_About this exercise_
In full and word for word, give the records again.

_Input for this task_

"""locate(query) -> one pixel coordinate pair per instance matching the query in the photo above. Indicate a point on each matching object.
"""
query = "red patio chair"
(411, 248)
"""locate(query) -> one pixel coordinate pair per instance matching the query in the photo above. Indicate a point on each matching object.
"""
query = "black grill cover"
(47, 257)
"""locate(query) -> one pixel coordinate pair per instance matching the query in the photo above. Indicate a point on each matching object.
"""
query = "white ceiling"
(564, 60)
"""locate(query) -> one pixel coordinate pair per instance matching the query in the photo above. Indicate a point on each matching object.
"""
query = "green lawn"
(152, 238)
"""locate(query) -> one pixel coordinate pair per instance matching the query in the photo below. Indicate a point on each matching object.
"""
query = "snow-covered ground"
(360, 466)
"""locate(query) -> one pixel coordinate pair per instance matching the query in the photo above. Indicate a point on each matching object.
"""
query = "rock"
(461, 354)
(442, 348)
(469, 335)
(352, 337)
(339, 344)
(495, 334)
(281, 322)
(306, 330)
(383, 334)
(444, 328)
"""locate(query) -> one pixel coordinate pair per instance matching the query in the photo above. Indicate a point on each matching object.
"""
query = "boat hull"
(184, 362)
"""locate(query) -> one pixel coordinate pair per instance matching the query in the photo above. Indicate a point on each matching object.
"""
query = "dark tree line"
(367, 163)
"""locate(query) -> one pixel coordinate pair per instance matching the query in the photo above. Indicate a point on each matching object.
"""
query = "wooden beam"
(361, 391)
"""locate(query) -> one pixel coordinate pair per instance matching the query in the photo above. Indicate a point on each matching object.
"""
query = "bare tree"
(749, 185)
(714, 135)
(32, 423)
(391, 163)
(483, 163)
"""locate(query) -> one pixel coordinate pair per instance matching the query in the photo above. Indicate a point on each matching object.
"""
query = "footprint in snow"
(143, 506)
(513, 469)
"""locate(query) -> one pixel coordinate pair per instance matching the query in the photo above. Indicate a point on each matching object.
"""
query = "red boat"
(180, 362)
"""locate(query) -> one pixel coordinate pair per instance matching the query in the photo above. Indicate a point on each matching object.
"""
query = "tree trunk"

_Answer for the task_
"""locate(query) -> one pixel coordinate pair per instance matching the query in the photo above. Indicate a point on each matching object.
"""
query = "red patio chair"
(411, 248)
"""locate(query) -> one pixel coordinate pair per instance matching the query in the photo above. Indicate a point on each matching object.
"""
query = "black grill cover"
(47, 257)
"""locate(query) -> one pixel coordinate pair per instance matching the query in the photo above. Indicate a point on each matching object.
"""
query = "white ceiling"
(564, 60)
"""locate(query) -> one pixel coordinate pair per instance matching the query in the photo above. Indicate a point on each matching object.
"""
query = "green lawn"
(152, 238)
"""locate(query) -> one pixel coordinate pair per instance matching the query in the photo below. Indicate a point on each matching object.
"""
query = "snow-covered ground"
(360, 466)
"""locate(query) -> one pixel coordinate pair per instance matching the query in the photo above. Indicate a point on each matching object.
"""
query = "rock"
(461, 354)
(442, 348)
(469, 335)
(352, 337)
(339, 344)
(495, 334)
(281, 322)
(306, 330)
(383, 334)
(444, 328)
"""locate(query) -> one pixel coordinate pair per instance matching the query in the photo above. Indicate a point on each matching object.
"""
query = "boat hull"
(184, 362)
"""locate(query) -> one pixel coordinate pair per instance matching the query in the photo above. Indicate a point on each matching object.
"""
query = "dark tree line"
(367, 163)
"""locate(query) -> one pixel coordinate pair per instance matching the query in the photo above. Indicate a point on each matching object.
"""
query = "wooden beam"
(361, 391)
"""locate(query) -> one pixel coordinate pair per instance matching the query in the photo above. Indicate a point on each matching object.
"""
query = "bare tree"
(749, 185)
(714, 135)
(32, 423)
(391, 163)
(483, 163)
"""locate(query) -> one pixel coordinate pair per instance matching the query in the photo above. Indicate a point on each matching object.
"""
query = "footprint in snow"
(143, 506)
(513, 469)
"""locate(query) -> one pixel coordinate pair per instance matching the query in the photo above. Indicate a point on each matching object.
"""
query = "red boat"
(180, 362)
"""locate(query) -> one pixel coordinate pair per instance matching the query in the photo above. Indicate a point on each matching object.
"""
query = "tree trunk"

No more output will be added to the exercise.